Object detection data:
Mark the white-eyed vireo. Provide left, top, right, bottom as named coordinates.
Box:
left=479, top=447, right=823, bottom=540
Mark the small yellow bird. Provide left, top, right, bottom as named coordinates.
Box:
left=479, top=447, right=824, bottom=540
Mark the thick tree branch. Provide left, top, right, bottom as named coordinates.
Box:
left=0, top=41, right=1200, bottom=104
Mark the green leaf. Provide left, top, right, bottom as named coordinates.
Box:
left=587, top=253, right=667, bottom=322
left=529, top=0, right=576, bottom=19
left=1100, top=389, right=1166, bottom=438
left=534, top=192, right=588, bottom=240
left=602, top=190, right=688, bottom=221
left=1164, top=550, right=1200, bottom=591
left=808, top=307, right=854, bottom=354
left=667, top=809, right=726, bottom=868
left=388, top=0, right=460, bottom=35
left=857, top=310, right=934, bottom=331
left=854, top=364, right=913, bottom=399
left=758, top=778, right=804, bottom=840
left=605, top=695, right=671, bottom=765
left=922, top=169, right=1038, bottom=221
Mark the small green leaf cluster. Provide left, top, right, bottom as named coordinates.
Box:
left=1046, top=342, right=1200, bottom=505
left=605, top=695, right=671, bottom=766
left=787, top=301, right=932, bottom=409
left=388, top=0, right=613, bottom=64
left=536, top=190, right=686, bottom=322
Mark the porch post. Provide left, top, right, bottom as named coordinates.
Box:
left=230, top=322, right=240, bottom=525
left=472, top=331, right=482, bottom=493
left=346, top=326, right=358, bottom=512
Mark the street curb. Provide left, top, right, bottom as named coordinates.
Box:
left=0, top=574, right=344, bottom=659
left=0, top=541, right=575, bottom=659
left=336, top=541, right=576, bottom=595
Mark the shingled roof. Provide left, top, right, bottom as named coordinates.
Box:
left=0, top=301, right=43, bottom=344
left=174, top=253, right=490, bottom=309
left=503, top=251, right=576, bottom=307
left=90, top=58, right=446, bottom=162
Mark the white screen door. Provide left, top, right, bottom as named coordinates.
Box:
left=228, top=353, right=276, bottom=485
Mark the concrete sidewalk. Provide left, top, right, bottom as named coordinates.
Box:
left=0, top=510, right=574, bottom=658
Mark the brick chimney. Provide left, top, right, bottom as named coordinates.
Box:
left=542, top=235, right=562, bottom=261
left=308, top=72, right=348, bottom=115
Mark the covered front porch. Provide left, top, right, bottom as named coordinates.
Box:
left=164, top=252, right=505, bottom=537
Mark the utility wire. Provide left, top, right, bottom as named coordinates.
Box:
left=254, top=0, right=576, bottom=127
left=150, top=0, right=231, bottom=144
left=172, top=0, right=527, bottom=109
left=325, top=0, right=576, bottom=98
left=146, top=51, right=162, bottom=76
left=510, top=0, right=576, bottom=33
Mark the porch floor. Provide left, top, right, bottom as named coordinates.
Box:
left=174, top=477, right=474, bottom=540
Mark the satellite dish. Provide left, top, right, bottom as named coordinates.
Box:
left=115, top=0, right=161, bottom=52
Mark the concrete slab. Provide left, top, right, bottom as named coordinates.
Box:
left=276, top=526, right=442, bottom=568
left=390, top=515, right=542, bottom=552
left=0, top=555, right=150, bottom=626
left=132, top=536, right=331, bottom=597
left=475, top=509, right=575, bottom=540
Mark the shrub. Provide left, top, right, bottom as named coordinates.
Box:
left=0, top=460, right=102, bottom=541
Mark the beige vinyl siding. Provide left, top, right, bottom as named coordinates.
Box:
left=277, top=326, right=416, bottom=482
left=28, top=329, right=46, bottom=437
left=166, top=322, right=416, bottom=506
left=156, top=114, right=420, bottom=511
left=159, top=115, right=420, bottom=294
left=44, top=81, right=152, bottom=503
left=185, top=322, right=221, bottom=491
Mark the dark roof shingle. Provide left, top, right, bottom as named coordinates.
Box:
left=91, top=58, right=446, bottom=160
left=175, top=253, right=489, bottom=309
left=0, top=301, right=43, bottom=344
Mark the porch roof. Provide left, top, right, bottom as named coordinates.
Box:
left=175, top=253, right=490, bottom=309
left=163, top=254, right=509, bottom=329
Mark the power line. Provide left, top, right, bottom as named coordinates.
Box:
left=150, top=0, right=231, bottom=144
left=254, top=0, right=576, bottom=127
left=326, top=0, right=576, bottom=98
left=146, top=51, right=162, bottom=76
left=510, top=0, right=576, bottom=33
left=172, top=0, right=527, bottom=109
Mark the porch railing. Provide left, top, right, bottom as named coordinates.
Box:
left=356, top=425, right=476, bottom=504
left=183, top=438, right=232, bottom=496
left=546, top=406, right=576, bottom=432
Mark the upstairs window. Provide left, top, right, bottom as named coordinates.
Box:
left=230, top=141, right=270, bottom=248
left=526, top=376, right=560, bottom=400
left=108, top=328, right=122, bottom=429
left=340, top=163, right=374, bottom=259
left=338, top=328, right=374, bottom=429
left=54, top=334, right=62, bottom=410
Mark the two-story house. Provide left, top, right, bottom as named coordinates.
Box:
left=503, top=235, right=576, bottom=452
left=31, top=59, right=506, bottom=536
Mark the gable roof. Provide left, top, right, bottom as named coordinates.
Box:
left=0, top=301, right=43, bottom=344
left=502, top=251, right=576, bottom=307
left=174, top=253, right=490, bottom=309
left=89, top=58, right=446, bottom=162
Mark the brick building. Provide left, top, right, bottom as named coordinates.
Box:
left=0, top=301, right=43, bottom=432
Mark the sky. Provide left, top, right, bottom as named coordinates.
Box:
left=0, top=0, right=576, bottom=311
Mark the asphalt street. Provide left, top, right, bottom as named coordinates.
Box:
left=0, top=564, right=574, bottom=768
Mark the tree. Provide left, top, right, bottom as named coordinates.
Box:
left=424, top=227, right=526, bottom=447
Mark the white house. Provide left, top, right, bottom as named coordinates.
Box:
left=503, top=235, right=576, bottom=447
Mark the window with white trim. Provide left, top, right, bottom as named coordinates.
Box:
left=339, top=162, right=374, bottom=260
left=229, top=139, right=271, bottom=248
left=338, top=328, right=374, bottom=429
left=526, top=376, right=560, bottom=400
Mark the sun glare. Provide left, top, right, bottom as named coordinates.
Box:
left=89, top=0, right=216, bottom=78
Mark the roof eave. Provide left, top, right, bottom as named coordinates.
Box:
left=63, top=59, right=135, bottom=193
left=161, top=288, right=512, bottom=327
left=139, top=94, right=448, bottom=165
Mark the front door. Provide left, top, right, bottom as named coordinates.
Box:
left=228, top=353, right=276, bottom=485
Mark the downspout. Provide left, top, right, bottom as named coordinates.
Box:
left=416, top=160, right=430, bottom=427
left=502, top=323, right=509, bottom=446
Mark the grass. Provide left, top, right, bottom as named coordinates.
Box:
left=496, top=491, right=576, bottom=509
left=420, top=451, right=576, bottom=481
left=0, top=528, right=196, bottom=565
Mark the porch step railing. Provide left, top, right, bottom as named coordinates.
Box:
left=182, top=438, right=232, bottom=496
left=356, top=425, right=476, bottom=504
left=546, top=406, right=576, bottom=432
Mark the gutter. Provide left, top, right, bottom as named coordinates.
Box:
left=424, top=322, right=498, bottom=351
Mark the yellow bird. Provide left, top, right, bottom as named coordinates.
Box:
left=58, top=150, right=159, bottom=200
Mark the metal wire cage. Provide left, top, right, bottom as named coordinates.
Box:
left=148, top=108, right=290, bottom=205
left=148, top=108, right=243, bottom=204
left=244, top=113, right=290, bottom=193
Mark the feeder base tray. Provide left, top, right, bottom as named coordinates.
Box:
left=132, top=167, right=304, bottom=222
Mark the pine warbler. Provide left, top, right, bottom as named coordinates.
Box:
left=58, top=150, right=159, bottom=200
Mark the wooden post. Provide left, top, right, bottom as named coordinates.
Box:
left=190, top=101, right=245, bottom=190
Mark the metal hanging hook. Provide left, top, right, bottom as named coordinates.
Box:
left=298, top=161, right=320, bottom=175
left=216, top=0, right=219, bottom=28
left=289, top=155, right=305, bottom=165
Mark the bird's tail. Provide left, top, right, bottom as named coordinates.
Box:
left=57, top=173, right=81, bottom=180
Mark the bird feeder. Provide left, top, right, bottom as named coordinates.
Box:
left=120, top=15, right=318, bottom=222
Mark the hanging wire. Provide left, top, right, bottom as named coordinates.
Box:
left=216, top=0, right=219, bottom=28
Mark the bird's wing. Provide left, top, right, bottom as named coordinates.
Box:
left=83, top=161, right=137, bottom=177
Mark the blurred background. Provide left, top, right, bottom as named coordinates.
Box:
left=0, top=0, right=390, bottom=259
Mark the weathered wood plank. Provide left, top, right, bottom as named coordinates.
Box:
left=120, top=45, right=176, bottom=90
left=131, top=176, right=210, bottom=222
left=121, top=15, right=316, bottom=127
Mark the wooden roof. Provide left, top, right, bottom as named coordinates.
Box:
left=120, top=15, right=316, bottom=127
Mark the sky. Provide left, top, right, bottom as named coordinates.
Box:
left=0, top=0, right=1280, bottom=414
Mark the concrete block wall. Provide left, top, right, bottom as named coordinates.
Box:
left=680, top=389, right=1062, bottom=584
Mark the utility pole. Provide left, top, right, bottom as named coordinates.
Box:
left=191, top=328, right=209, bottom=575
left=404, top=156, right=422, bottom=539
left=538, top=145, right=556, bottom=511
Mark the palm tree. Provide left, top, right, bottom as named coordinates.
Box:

Set task → Switch "gable roof" to "pitched roof" and write out the lines again, starting at the line that has "Mark the upstairs" and stopping after the line that has "left=89, top=58, right=446, bottom=162". Leave everything else unchanged.

Full output →
Mark the upstairs window. Provide left, top, right, bottom as named coordinates.
Box:
left=230, top=141, right=270, bottom=248
left=526, top=376, right=560, bottom=400
left=108, top=328, right=122, bottom=429
left=340, top=163, right=374, bottom=259
left=338, top=328, right=374, bottom=429
left=54, top=334, right=62, bottom=410
Mark the two-story house. Provide left, top, right, bottom as named coordinates.
Box:
left=503, top=235, right=576, bottom=452
left=31, top=59, right=506, bottom=536
Mark the pitched roof. Provide left, top, right, bottom as named coordinates.
Box:
left=0, top=301, right=43, bottom=344
left=502, top=251, right=576, bottom=307
left=174, top=253, right=490, bottom=309
left=89, top=58, right=446, bottom=162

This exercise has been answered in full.